EXERCISE:
In the entries below, go to the line containing "target | man's curly hair" and repeat it along with every later line, exactly.

START DATA LISTING

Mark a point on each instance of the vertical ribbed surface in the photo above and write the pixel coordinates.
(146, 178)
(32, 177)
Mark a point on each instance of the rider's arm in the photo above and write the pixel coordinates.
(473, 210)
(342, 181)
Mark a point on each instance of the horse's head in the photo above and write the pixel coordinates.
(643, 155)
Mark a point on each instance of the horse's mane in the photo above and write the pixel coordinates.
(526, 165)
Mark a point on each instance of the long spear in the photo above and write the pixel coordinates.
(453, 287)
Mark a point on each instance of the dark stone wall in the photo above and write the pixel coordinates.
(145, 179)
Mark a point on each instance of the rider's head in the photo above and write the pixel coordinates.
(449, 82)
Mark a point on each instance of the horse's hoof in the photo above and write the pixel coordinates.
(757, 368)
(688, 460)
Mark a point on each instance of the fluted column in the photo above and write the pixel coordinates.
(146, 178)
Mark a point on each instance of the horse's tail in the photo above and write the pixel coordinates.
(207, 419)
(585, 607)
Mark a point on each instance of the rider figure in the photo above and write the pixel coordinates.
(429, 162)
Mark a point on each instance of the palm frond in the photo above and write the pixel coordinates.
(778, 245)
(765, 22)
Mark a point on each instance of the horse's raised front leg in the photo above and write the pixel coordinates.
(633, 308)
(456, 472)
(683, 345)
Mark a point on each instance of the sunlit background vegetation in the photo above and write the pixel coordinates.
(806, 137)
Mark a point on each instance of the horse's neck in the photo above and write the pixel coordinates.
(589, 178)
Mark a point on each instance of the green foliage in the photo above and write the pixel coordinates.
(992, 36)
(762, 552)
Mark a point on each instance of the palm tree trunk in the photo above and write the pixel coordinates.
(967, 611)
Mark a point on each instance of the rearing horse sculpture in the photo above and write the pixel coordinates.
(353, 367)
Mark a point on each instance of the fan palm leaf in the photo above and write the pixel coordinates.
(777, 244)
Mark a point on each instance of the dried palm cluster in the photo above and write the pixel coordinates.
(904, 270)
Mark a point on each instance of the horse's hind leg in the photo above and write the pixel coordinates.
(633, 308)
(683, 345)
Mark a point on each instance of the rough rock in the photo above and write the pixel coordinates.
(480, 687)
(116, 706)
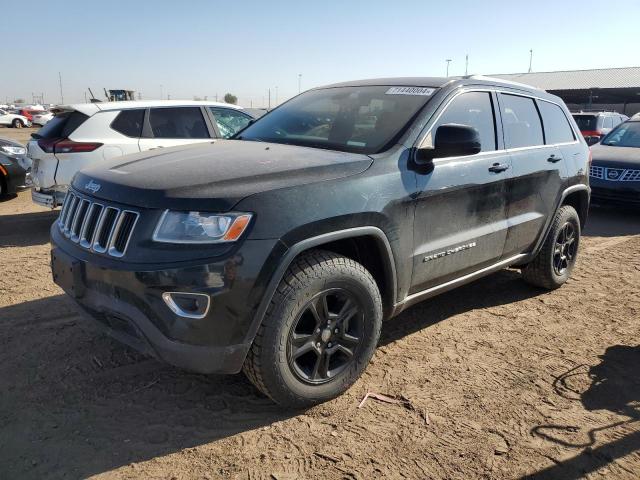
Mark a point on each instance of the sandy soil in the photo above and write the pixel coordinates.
(498, 380)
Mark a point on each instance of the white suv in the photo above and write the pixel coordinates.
(13, 120)
(80, 135)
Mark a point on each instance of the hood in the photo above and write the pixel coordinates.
(214, 176)
(622, 157)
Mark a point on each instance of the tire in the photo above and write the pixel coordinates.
(553, 265)
(317, 282)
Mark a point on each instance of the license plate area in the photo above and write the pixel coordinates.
(68, 273)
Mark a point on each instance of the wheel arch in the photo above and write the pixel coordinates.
(578, 198)
(575, 196)
(367, 245)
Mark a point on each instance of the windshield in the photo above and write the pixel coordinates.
(624, 135)
(348, 119)
(586, 122)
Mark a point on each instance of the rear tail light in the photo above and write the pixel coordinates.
(46, 144)
(69, 146)
(64, 145)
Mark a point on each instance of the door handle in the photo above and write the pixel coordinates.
(498, 167)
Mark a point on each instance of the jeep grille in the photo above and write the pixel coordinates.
(95, 226)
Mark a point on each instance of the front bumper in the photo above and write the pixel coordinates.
(49, 199)
(129, 304)
(615, 191)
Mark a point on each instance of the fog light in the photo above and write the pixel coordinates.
(188, 305)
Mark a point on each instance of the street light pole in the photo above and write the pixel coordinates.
(61, 95)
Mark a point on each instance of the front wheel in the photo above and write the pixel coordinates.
(553, 265)
(319, 332)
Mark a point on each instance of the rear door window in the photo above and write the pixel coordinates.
(229, 121)
(61, 125)
(556, 125)
(521, 121)
(178, 122)
(473, 109)
(129, 122)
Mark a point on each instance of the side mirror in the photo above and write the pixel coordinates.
(451, 140)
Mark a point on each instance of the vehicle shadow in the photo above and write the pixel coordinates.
(610, 221)
(26, 229)
(76, 403)
(614, 386)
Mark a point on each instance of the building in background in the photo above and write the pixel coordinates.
(610, 89)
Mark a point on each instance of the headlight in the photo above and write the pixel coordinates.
(13, 150)
(200, 227)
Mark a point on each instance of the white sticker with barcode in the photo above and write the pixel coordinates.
(426, 91)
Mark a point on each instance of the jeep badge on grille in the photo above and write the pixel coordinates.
(92, 186)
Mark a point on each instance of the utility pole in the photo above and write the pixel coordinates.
(61, 96)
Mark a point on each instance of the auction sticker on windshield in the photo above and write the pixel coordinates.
(410, 91)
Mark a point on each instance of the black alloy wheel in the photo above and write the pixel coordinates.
(323, 341)
(565, 249)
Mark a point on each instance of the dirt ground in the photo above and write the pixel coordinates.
(500, 380)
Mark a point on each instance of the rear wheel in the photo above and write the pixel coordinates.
(319, 332)
(553, 265)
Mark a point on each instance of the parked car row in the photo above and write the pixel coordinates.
(595, 125)
(86, 134)
(615, 170)
(14, 120)
(14, 167)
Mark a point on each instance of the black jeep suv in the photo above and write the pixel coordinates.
(280, 252)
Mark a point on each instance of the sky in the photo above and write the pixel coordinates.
(206, 48)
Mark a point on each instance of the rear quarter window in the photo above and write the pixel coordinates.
(178, 122)
(521, 121)
(129, 122)
(62, 125)
(556, 126)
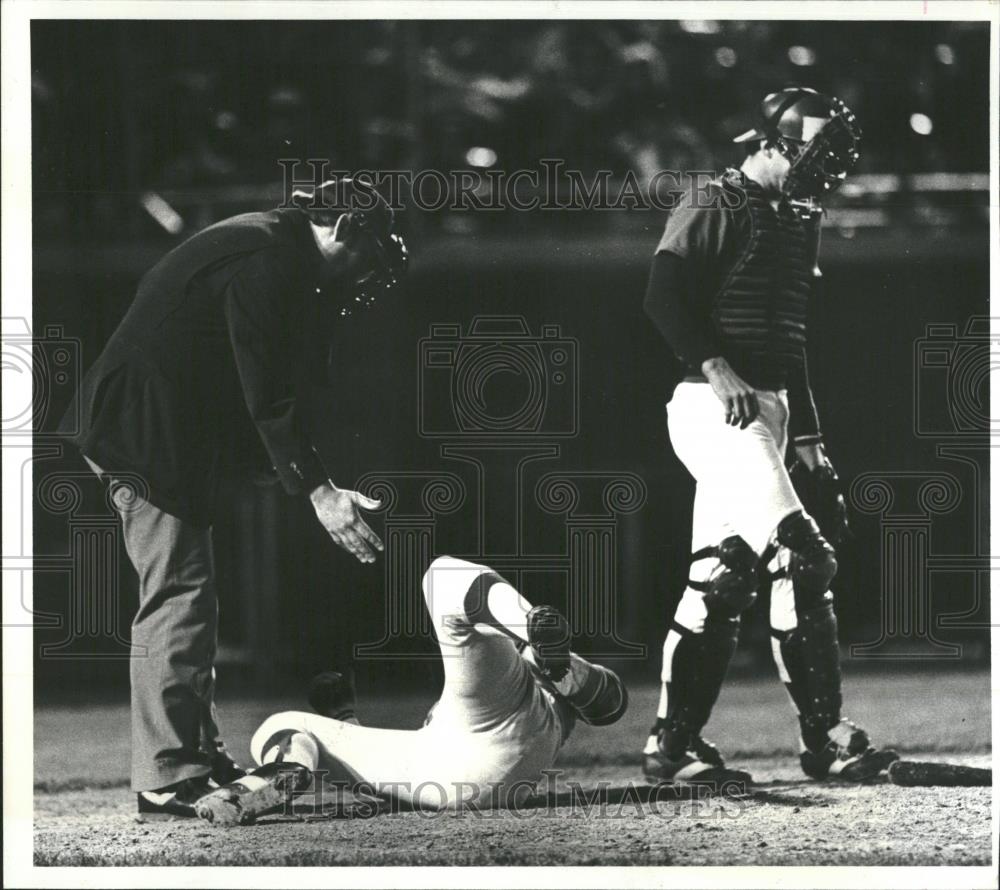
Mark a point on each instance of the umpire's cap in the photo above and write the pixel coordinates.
(325, 204)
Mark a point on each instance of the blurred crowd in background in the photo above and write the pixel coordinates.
(124, 107)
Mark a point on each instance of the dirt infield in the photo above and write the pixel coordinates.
(84, 812)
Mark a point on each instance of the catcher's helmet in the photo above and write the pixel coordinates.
(357, 206)
(818, 134)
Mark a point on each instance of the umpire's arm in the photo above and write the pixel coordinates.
(267, 330)
(261, 313)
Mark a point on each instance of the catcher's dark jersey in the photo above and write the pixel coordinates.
(207, 371)
(731, 277)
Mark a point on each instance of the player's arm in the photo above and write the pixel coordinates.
(676, 303)
(266, 334)
(815, 479)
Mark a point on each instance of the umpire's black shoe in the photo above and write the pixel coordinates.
(549, 638)
(845, 754)
(698, 764)
(176, 801)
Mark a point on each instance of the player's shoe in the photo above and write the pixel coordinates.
(602, 698)
(224, 768)
(332, 694)
(549, 639)
(697, 763)
(847, 755)
(175, 802)
(266, 789)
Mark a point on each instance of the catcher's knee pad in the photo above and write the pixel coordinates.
(813, 561)
(732, 587)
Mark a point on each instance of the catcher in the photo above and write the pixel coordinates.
(728, 290)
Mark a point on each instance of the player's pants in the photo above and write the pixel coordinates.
(492, 732)
(742, 488)
(174, 731)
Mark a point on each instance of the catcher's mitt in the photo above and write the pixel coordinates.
(819, 491)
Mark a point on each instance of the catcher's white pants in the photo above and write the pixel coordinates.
(493, 723)
(742, 488)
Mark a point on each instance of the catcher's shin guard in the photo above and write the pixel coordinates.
(697, 668)
(809, 662)
(812, 562)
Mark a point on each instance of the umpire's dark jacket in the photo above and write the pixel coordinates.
(207, 372)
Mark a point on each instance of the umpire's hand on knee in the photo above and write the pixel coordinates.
(339, 512)
(737, 396)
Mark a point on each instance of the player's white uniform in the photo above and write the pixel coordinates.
(742, 489)
(494, 723)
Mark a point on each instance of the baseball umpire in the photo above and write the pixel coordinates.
(728, 290)
(205, 378)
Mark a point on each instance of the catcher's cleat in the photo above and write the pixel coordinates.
(848, 755)
(332, 694)
(266, 789)
(174, 802)
(549, 639)
(698, 764)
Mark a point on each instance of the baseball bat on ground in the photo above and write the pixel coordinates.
(913, 773)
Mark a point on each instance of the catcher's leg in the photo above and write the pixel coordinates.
(696, 655)
(804, 645)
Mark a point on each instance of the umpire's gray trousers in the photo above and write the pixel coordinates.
(174, 731)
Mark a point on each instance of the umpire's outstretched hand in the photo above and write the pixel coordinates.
(337, 510)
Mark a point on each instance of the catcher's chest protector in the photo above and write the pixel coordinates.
(760, 309)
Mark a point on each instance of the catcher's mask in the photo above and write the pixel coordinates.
(819, 135)
(364, 217)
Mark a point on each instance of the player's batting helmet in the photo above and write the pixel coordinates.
(356, 205)
(818, 134)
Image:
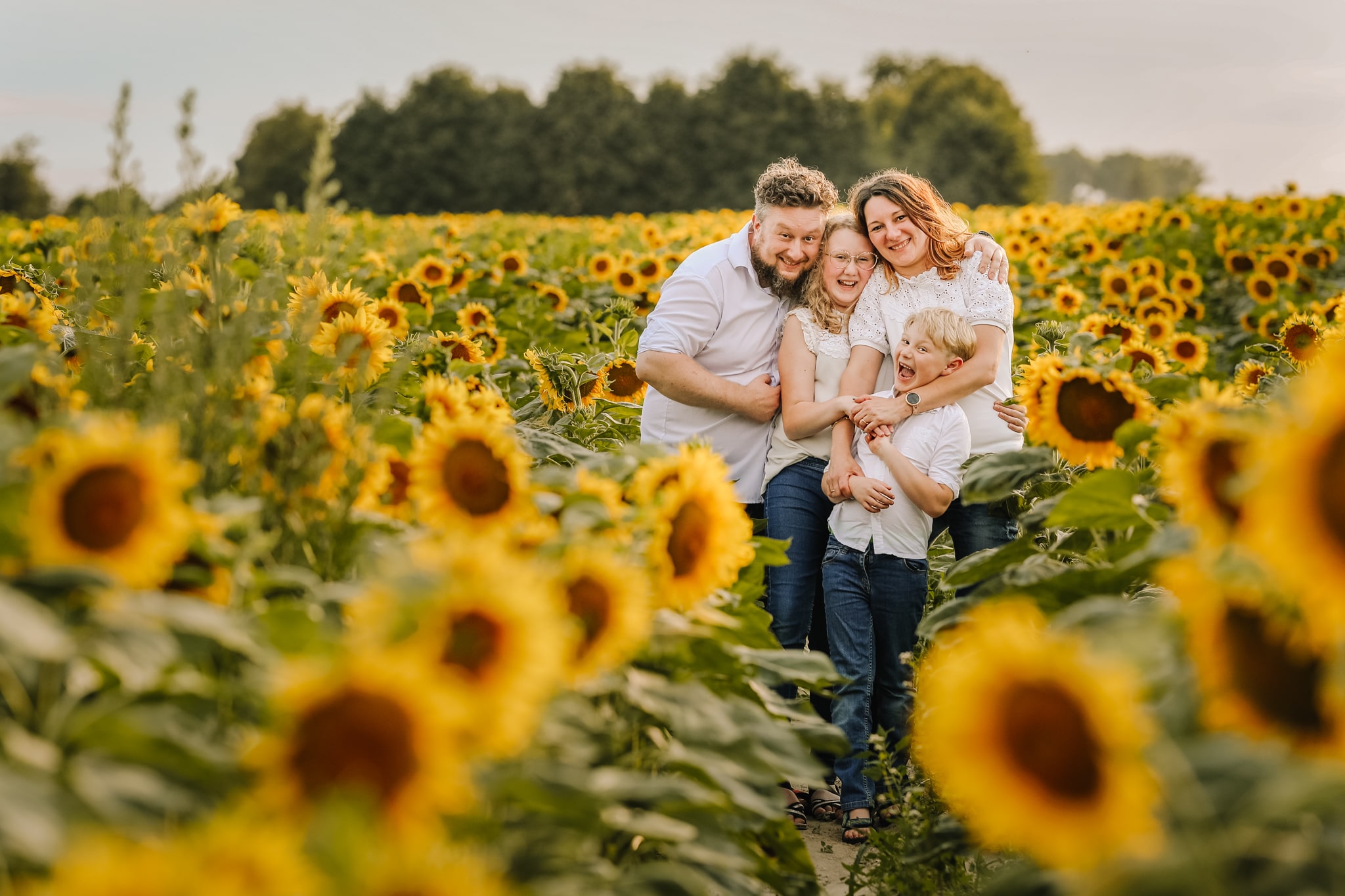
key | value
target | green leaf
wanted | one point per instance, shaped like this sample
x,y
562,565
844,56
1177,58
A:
x,y
996,476
1102,500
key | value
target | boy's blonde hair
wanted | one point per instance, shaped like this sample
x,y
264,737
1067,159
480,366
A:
x,y
947,330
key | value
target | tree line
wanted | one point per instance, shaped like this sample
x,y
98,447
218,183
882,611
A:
x,y
594,147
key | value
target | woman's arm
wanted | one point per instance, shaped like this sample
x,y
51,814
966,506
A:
x,y
930,496
803,416
975,373
860,377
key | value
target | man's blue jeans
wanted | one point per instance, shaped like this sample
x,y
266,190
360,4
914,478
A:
x,y
797,509
875,602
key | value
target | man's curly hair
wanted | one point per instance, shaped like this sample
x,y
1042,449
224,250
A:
x,y
789,184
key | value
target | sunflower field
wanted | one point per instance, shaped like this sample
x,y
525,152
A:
x,y
331,563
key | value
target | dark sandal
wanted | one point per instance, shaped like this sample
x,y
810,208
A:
x,y
795,809
861,825
825,803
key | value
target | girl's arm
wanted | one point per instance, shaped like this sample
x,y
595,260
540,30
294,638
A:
x,y
978,372
930,496
803,416
861,375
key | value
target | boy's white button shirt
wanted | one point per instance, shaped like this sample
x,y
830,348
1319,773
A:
x,y
938,442
715,310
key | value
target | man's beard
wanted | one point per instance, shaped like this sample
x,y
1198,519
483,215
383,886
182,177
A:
x,y
770,277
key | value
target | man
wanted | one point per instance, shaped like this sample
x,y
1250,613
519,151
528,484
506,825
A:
x,y
709,350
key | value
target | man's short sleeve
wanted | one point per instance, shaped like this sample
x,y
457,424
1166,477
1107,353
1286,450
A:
x,y
685,319
953,450
866,324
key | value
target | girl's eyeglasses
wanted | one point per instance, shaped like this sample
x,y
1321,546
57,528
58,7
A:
x,y
864,261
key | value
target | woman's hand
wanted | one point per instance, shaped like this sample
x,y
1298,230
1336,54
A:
x,y
1013,416
871,412
872,495
835,480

END DATA LISTING

RESPONSE TO THIS EXERCISE:
target | man's curly hair
wanted | one point per instance, shaped like this sample
x,y
1042,449
224,250
A:
x,y
789,184
key | value
target | sunflower field
wanted | one point per instance, shaped like this sample
x,y
525,152
A:
x,y
331,563
key | value
target | dark sandal
wanted | one point per instance, shaped like this sample
x,y
810,208
A:
x,y
795,809
861,825
825,803
key | value
target | girl's arm
wanted | one point per instance, shaped like this sample
x,y
595,260
540,30
294,638
A:
x,y
978,372
930,496
803,416
861,375
key | value
target | boy's white button shirt
wanted | one point per instance, shaped like this sample
x,y
830,348
1319,773
A:
x,y
938,442
715,310
key | value
target | man's beard
wanted | one point per instance, shaped like this sample
x,y
1198,519
483,215
383,886
182,177
A:
x,y
770,277
key | value
target | man
wanted | one point per instance, shaped like this sample
x,y
1250,613
519,151
528,484
506,825
A:
x,y
709,350
key | value
target | man's short sleeve
wanted | one point per instance, shaped like this sample
x,y
457,424
1166,477
1107,353
1286,450
A:
x,y
685,319
953,450
866,324
key | value
target | girl's eyeglasses
wanted | one point per instance, shaped like this sample
x,y
1321,546
57,528
58,7
A:
x,y
864,261
key | value
target | woman's hand
wanted | one point per instance, shaped like this sample
x,y
1298,230
1336,54
A:
x,y
1013,416
871,412
872,495
835,480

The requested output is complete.